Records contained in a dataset
-=-=-=-=-

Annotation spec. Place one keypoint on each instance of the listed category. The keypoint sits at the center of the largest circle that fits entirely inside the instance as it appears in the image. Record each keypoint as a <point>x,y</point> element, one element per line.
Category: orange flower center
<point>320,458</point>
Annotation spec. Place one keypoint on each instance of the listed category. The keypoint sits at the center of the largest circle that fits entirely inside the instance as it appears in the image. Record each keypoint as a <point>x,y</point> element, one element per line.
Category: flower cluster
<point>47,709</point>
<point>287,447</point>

-=-=-=-=-

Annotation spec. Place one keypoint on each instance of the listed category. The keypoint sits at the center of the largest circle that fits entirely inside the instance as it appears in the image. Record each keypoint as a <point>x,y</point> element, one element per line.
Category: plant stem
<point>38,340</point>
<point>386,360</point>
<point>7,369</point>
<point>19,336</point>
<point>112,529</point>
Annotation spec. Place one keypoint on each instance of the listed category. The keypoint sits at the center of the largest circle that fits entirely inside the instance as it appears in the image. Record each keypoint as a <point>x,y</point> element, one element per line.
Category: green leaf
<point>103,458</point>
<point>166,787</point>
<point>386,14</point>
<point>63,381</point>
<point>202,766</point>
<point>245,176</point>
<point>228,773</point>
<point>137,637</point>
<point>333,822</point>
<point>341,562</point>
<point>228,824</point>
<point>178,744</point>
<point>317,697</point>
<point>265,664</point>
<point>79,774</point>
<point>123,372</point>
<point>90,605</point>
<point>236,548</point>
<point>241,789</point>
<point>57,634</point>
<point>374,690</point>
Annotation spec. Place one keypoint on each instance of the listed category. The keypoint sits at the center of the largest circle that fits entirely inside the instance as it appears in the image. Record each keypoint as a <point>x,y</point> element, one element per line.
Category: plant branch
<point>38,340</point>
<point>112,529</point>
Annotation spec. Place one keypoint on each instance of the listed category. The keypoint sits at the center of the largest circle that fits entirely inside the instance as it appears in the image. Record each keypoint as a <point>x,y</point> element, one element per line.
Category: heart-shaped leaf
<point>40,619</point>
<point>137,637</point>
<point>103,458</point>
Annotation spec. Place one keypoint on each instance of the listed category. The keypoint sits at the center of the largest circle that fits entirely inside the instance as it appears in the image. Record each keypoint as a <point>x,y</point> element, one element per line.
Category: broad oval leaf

-=-=-=-=-

Aim of the task: What do the lines above say from the one containing "Category: heart-shaped leaf" down to the one containing "Category: broad oval leaf"? Return them exactly, both end lines included, and only them.

Result below:
Category: heart-shaped leaf
<point>40,619</point>
<point>137,637</point>
<point>103,458</point>
Annotation spec. Place one keypoint on each instance of the listed category. The keypoint sits at the center of the largest circle that fits entirely inside the instance as it appears in the image. Record each keypoint as a <point>x,y</point> element, one element per line.
Category: broad oval leaf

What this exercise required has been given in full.